§ PROVIDED DATA:
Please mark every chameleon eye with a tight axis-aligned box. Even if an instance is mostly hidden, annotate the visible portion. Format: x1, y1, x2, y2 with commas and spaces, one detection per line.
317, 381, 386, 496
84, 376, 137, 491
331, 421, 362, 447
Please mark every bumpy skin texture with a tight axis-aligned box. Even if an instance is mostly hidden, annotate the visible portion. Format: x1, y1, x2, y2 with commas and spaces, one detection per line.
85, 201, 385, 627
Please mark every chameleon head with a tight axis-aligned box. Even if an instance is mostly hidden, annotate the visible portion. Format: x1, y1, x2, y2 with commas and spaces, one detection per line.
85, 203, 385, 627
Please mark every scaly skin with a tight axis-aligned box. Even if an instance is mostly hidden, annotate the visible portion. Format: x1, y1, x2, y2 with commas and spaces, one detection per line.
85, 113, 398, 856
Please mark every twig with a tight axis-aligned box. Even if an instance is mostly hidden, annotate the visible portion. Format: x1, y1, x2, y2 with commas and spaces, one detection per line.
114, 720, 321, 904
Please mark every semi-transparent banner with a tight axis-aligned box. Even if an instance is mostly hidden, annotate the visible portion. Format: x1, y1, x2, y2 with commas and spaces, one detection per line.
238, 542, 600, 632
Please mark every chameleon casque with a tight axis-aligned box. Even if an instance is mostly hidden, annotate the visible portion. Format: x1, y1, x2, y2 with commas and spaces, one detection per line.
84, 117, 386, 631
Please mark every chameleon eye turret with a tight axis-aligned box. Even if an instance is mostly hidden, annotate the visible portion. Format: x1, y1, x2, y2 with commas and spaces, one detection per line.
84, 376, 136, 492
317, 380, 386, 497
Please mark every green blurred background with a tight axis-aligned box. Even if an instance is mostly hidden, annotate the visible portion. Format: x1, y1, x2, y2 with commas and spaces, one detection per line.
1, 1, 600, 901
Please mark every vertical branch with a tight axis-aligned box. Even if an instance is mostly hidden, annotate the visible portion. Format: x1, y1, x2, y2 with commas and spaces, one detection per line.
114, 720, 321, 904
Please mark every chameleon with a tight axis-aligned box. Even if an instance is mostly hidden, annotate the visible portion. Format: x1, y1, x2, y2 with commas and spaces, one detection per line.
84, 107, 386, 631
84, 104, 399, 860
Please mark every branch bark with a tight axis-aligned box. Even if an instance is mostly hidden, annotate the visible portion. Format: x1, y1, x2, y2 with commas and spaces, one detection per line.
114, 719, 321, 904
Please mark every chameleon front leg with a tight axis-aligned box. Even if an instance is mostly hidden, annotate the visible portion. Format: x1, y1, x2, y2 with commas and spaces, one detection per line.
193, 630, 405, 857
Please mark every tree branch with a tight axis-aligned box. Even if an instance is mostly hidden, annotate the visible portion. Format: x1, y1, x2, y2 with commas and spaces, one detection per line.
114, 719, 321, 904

§ THE PROBLEM: The reply should consist only of the line containing "Please mark every tree" and all lines after it in the listing above, reproduced exactly.

§ WRITTEN REPLY:
Please mark every tree branch with a tight axis-aligned box. Even if an instance is mostly hidden, annotate the visible portion. Format: x1, y1, x2, y2 with commas and spaces, one detection per line.
114, 719, 321, 904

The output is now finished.